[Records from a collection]
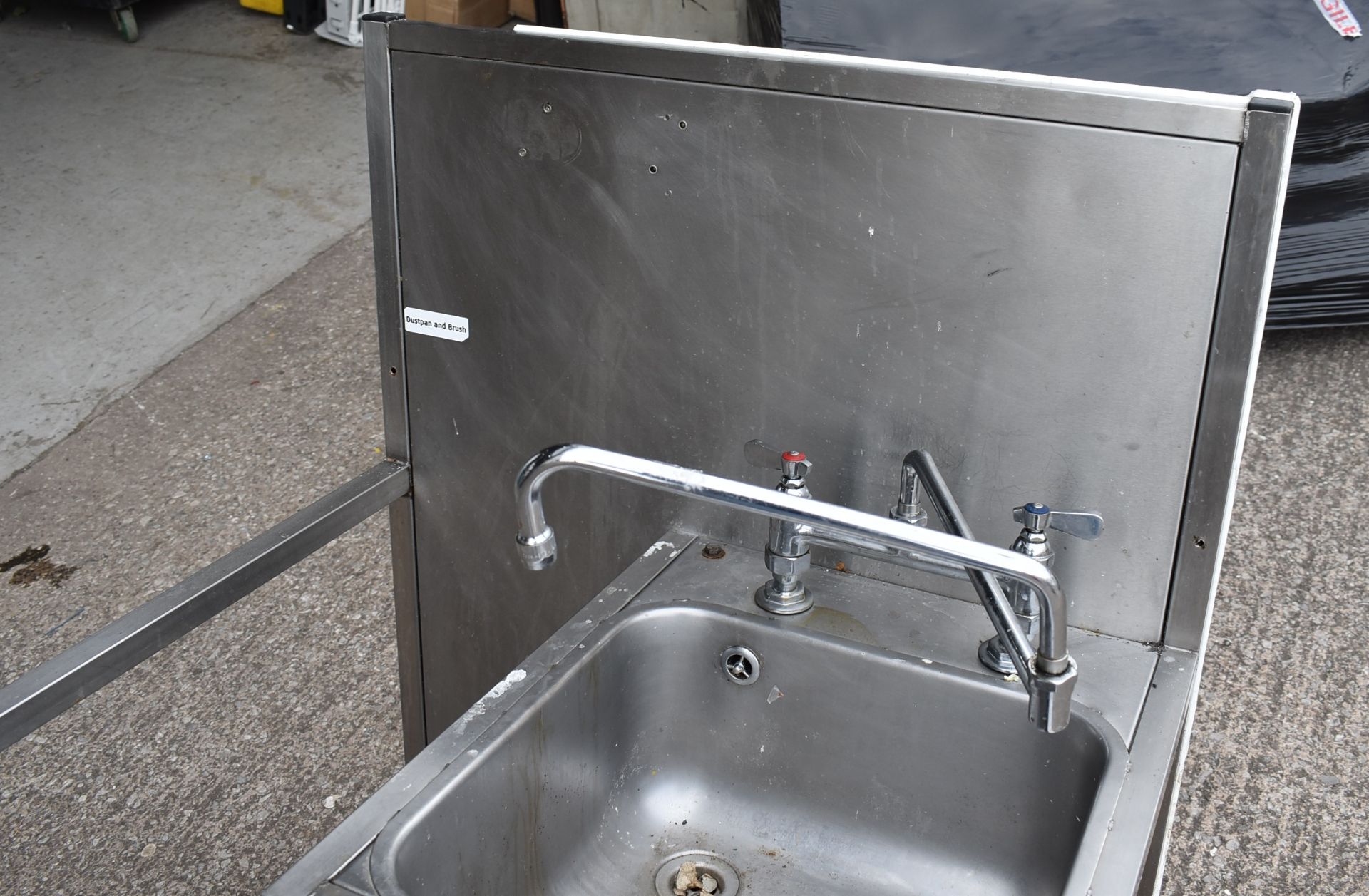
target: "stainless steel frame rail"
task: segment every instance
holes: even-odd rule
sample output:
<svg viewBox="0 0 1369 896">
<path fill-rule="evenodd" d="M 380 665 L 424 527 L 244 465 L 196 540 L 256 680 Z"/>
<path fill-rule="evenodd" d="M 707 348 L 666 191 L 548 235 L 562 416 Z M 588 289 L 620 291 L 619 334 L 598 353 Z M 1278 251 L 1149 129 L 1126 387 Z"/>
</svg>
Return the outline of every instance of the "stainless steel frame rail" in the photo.
<svg viewBox="0 0 1369 896">
<path fill-rule="evenodd" d="M 0 750 L 110 684 L 409 492 L 382 461 L 0 689 Z"/>
</svg>

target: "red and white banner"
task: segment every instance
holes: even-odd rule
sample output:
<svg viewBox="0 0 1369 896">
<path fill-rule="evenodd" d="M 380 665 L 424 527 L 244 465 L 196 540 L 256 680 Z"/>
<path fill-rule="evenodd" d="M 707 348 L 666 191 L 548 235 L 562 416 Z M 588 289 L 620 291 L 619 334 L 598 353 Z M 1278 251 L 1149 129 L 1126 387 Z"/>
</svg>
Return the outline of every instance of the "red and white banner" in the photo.
<svg viewBox="0 0 1369 896">
<path fill-rule="evenodd" d="M 1321 10 L 1321 15 L 1331 22 L 1331 27 L 1336 29 L 1340 37 L 1359 37 L 1364 31 L 1359 30 L 1359 22 L 1355 19 L 1355 14 L 1350 11 L 1350 7 L 1344 4 L 1344 0 L 1316 0 L 1317 8 Z"/>
</svg>

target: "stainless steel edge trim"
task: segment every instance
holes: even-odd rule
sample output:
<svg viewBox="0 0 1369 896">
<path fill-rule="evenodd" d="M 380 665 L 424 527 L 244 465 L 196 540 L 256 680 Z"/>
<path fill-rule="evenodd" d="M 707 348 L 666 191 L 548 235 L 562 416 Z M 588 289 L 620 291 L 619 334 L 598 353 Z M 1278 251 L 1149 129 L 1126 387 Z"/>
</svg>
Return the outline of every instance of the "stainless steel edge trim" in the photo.
<svg viewBox="0 0 1369 896">
<path fill-rule="evenodd" d="M 1103 844 L 1092 892 L 1132 893 L 1151 851 L 1165 803 L 1165 780 L 1180 750 L 1180 728 L 1197 695 L 1198 657 L 1165 651 L 1155 666 L 1153 689 L 1131 744 L 1127 781 L 1117 800 L 1113 826 Z"/>
<path fill-rule="evenodd" d="M 528 40 L 537 38 L 537 40 Z M 390 49 L 841 96 L 1239 144 L 1246 97 L 791 49 L 397 22 Z"/>
<path fill-rule="evenodd" d="M 409 490 L 382 461 L 0 689 L 0 750 L 233 606 Z"/>
<path fill-rule="evenodd" d="M 1285 98 L 1283 94 L 1264 96 Z M 1225 551 L 1298 105 L 1294 101 L 1287 114 L 1253 111 L 1249 116 L 1249 137 L 1236 163 L 1227 256 L 1217 289 L 1175 572 L 1169 580 L 1164 642 L 1183 650 L 1199 650 L 1206 640 Z M 1277 198 L 1270 201 L 1270 197 Z"/>
<path fill-rule="evenodd" d="M 363 21 L 367 148 L 371 161 L 371 237 L 375 245 L 375 315 L 381 342 L 381 398 L 385 453 L 411 461 L 408 365 L 404 357 L 404 301 L 400 282 L 398 196 L 394 186 L 394 115 L 390 89 L 390 23 Z M 394 371 L 393 373 L 390 371 Z M 413 501 L 390 508 L 394 628 L 398 642 L 404 758 L 427 744 L 423 650 L 419 635 L 418 558 Z"/>
</svg>

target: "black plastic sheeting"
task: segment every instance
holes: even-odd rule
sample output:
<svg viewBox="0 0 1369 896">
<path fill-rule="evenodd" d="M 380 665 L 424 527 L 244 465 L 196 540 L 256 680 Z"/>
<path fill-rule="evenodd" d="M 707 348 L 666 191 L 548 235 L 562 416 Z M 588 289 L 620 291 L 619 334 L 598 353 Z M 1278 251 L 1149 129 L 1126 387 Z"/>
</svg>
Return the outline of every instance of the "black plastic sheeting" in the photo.
<svg viewBox="0 0 1369 896">
<path fill-rule="evenodd" d="M 747 0 L 747 19 L 752 42 L 765 47 L 1217 93 L 1291 90 L 1303 107 L 1268 326 L 1369 324 L 1369 37 L 1340 37 L 1318 3 Z M 1369 0 L 1346 4 L 1369 16 Z"/>
</svg>

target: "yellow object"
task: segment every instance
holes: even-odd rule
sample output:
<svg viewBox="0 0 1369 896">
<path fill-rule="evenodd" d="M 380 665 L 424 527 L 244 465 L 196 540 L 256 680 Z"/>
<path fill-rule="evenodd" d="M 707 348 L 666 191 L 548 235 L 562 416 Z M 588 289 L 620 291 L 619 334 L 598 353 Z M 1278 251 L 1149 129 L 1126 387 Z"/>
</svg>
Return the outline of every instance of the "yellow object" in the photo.
<svg viewBox="0 0 1369 896">
<path fill-rule="evenodd" d="M 249 10 L 270 12 L 271 15 L 285 15 L 285 0 L 238 0 Z"/>
</svg>

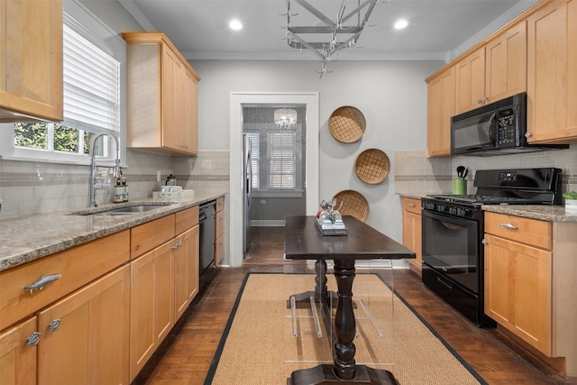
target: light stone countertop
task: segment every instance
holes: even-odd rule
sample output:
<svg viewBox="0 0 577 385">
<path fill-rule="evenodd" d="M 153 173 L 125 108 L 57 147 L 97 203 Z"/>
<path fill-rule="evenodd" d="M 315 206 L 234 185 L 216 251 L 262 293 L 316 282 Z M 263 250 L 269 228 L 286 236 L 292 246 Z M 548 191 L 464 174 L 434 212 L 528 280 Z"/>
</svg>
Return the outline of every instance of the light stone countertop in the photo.
<svg viewBox="0 0 577 385">
<path fill-rule="evenodd" d="M 183 197 L 178 202 L 166 202 L 156 198 L 139 199 L 122 204 L 101 205 L 94 208 L 2 219 L 0 220 L 0 271 L 224 196 L 224 193 L 208 194 L 195 191 L 194 197 Z M 166 206 L 128 215 L 78 215 L 78 213 L 97 213 L 109 208 L 138 204 L 163 204 Z"/>
<path fill-rule="evenodd" d="M 401 197 L 421 199 L 427 194 L 402 193 Z M 524 218 L 538 219 L 547 222 L 577 222 L 577 210 L 566 209 L 564 206 L 545 205 L 483 205 L 481 208 L 487 212 L 506 214 Z"/>
</svg>

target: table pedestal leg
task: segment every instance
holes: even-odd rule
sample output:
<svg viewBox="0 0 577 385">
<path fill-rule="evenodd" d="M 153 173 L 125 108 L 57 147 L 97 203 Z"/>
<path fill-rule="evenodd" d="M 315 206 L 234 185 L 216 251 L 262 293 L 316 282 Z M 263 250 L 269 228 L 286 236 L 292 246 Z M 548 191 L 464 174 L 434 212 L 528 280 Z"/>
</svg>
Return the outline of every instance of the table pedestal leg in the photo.
<svg viewBox="0 0 577 385">
<path fill-rule="evenodd" d="M 295 371 L 287 379 L 288 385 L 316 384 L 381 384 L 397 385 L 398 382 L 389 371 L 355 365 L 354 335 L 356 322 L 353 311 L 353 260 L 334 260 L 334 278 L 338 288 L 338 304 L 334 315 L 336 341 L 333 345 L 333 365 Z"/>
</svg>

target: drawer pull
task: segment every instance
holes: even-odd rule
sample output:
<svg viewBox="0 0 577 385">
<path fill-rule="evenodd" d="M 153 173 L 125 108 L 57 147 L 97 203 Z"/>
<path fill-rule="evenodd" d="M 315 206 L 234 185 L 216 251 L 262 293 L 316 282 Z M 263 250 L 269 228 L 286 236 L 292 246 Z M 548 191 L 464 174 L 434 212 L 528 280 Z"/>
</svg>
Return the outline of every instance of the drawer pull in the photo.
<svg viewBox="0 0 577 385">
<path fill-rule="evenodd" d="M 501 226 L 501 227 L 505 227 L 506 229 L 509 229 L 509 230 L 517 230 L 517 229 L 518 229 L 518 227 L 517 227 L 513 224 L 499 224 L 499 225 Z"/>
<path fill-rule="evenodd" d="M 40 341 L 40 333 L 33 332 L 28 338 L 26 338 L 26 344 L 28 346 L 36 346 Z"/>
<path fill-rule="evenodd" d="M 62 274 L 43 275 L 37 281 L 24 286 L 24 289 L 30 290 L 30 294 L 32 294 L 34 290 L 41 290 L 44 286 L 54 282 L 60 277 L 62 277 Z"/>
<path fill-rule="evenodd" d="M 54 318 L 52 322 L 48 324 L 48 330 L 50 330 L 50 332 L 56 332 L 60 327 L 60 319 Z"/>
</svg>

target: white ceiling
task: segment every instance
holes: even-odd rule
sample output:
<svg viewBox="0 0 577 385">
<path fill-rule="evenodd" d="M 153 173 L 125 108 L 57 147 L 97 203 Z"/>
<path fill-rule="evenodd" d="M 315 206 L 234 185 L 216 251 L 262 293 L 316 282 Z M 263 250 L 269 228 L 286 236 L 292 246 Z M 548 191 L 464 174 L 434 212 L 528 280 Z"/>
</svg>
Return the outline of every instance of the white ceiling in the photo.
<svg viewBox="0 0 577 385">
<path fill-rule="evenodd" d="M 188 60 L 317 60 L 285 39 L 287 0 L 119 0 L 147 31 L 163 31 Z M 359 0 L 345 0 L 345 14 Z M 538 0 L 380 0 L 359 40 L 342 60 L 441 60 L 462 53 Z M 362 0 L 362 4 L 364 0 Z M 308 0 L 336 18 L 341 0 Z M 363 9 L 362 14 L 364 14 Z M 291 1 L 291 25 L 318 20 Z M 410 21 L 395 31 L 398 18 Z M 244 28 L 229 30 L 236 18 Z M 347 25 L 355 24 L 353 17 Z"/>
</svg>

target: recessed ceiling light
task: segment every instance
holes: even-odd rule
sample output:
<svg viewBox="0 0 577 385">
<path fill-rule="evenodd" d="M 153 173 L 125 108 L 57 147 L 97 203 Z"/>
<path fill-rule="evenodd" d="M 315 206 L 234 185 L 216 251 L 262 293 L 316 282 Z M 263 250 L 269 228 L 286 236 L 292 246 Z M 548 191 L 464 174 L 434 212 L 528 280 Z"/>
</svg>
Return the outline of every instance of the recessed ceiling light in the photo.
<svg viewBox="0 0 577 385">
<path fill-rule="evenodd" d="M 238 20 L 231 21 L 228 26 L 231 28 L 231 30 L 234 30 L 234 31 L 239 31 L 243 29 L 243 23 Z"/>
<path fill-rule="evenodd" d="M 395 27 L 396 30 L 402 30 L 404 28 L 407 28 L 408 25 L 408 20 L 399 19 L 395 22 L 395 23 L 393 24 L 393 27 Z"/>
</svg>

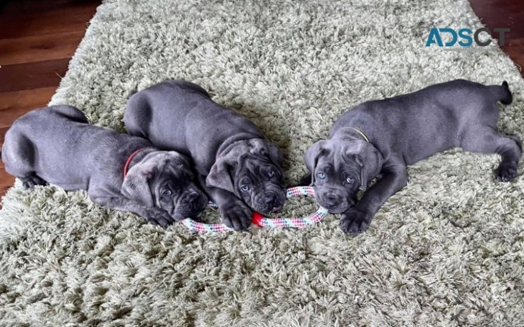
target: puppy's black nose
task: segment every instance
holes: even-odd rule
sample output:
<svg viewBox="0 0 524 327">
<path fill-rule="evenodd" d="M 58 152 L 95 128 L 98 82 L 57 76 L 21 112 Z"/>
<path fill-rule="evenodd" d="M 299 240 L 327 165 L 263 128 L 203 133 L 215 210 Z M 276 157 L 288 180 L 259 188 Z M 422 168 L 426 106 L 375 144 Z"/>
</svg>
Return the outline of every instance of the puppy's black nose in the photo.
<svg viewBox="0 0 524 327">
<path fill-rule="evenodd" d="M 273 193 L 269 193 L 266 194 L 264 203 L 269 206 L 274 206 L 274 203 L 277 201 L 277 196 Z"/>
<path fill-rule="evenodd" d="M 326 201 L 326 204 L 328 206 L 334 206 L 338 204 L 338 196 L 334 194 L 328 194 L 326 196 L 324 201 Z"/>
<path fill-rule="evenodd" d="M 196 192 L 191 192 L 186 196 L 186 202 L 190 204 L 194 204 L 195 202 L 196 202 L 198 200 L 198 198 L 200 198 L 200 196 Z"/>
</svg>

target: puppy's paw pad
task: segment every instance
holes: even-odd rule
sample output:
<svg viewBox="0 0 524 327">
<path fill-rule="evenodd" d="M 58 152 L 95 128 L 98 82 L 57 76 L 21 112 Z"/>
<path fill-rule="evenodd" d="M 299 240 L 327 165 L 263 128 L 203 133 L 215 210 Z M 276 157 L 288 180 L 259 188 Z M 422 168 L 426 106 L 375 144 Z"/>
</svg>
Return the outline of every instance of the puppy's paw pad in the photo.
<svg viewBox="0 0 524 327">
<path fill-rule="evenodd" d="M 38 176 L 32 176 L 31 177 L 22 179 L 22 186 L 26 189 L 32 189 L 36 185 L 47 185 L 48 182 Z"/>
<path fill-rule="evenodd" d="M 497 180 L 509 182 L 517 177 L 517 167 L 512 165 L 501 166 L 497 169 Z"/>
</svg>

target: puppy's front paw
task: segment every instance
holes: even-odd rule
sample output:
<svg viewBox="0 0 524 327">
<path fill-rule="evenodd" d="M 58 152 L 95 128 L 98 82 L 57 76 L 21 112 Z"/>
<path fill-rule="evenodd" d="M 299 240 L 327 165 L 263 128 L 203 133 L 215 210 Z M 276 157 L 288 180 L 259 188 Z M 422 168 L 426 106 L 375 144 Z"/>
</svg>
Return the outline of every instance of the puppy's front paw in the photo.
<svg viewBox="0 0 524 327">
<path fill-rule="evenodd" d="M 235 231 L 246 229 L 251 224 L 253 211 L 243 202 L 232 201 L 220 208 L 222 221 Z"/>
<path fill-rule="evenodd" d="M 144 218 L 154 225 L 167 227 L 175 222 L 173 217 L 165 210 L 160 208 L 148 208 Z"/>
<path fill-rule="evenodd" d="M 509 182 L 517 177 L 517 166 L 510 163 L 501 163 L 496 171 L 497 180 Z"/>
<path fill-rule="evenodd" d="M 346 233 L 356 235 L 365 232 L 370 222 L 371 217 L 353 207 L 342 214 L 340 226 Z"/>
</svg>

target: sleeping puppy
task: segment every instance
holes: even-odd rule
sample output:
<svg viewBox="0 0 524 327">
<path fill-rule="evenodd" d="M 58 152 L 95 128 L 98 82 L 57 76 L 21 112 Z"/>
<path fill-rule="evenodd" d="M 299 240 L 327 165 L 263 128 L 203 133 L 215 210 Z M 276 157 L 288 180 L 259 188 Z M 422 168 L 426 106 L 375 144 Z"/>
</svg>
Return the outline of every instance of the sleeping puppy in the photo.
<svg viewBox="0 0 524 327">
<path fill-rule="evenodd" d="M 497 179 L 517 176 L 520 140 L 495 131 L 497 101 L 511 103 L 508 84 L 485 86 L 464 79 L 429 87 L 415 93 L 357 106 L 343 114 L 328 140 L 305 155 L 319 204 L 341 214 L 346 233 L 362 233 L 387 199 L 407 182 L 406 165 L 451 148 L 498 153 Z M 375 177 L 378 182 L 357 202 Z"/>
<path fill-rule="evenodd" d="M 48 182 L 85 189 L 95 203 L 166 226 L 202 212 L 207 198 L 189 159 L 149 141 L 87 123 L 69 106 L 33 111 L 13 123 L 1 153 L 6 171 L 26 188 Z"/>
<path fill-rule="evenodd" d="M 192 157 L 199 179 L 225 225 L 245 229 L 252 210 L 279 210 L 286 200 L 282 155 L 246 118 L 188 82 L 164 82 L 133 94 L 128 133 Z"/>
</svg>

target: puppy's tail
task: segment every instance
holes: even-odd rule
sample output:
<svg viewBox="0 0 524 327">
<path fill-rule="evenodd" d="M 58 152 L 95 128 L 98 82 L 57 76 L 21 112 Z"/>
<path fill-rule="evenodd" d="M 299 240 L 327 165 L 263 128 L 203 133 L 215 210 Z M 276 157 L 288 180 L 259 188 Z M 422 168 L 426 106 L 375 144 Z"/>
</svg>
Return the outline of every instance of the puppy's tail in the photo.
<svg viewBox="0 0 524 327">
<path fill-rule="evenodd" d="M 503 104 L 510 104 L 513 101 L 513 96 L 511 95 L 509 85 L 508 82 L 504 81 L 502 82 L 502 85 L 493 85 L 490 87 L 492 90 L 492 93 L 497 98 L 498 101 L 500 101 Z"/>
</svg>

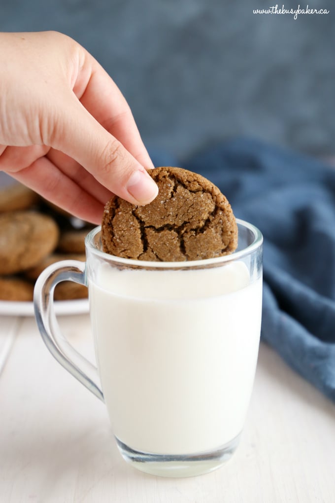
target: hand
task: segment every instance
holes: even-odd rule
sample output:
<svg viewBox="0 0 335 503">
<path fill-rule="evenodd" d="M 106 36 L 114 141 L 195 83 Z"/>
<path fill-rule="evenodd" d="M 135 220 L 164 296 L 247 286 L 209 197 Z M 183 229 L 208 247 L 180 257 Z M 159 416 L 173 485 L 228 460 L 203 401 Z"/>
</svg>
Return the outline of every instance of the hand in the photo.
<svg viewBox="0 0 335 503">
<path fill-rule="evenodd" d="M 155 198 L 130 109 L 83 47 L 56 32 L 0 33 L 0 170 L 96 224 L 113 193 Z"/>
</svg>

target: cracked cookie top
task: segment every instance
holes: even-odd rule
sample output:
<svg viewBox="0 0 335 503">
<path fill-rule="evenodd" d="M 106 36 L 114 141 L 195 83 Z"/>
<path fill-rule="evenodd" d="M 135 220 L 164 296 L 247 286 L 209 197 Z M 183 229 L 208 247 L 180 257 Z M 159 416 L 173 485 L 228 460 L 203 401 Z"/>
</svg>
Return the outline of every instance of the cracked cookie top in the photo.
<svg viewBox="0 0 335 503">
<path fill-rule="evenodd" d="M 148 173 L 159 189 L 151 203 L 138 206 L 115 197 L 106 204 L 101 226 L 104 252 L 127 259 L 182 262 L 234 251 L 235 218 L 215 185 L 179 167 Z"/>
</svg>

### THE PROBLEM:
Please identify every line in the rows above that contains the string "table", and copy each such line.

### OUTPUT:
target: table pedestal leg
Return the outline of every instance of the table pedestal leg in the photo.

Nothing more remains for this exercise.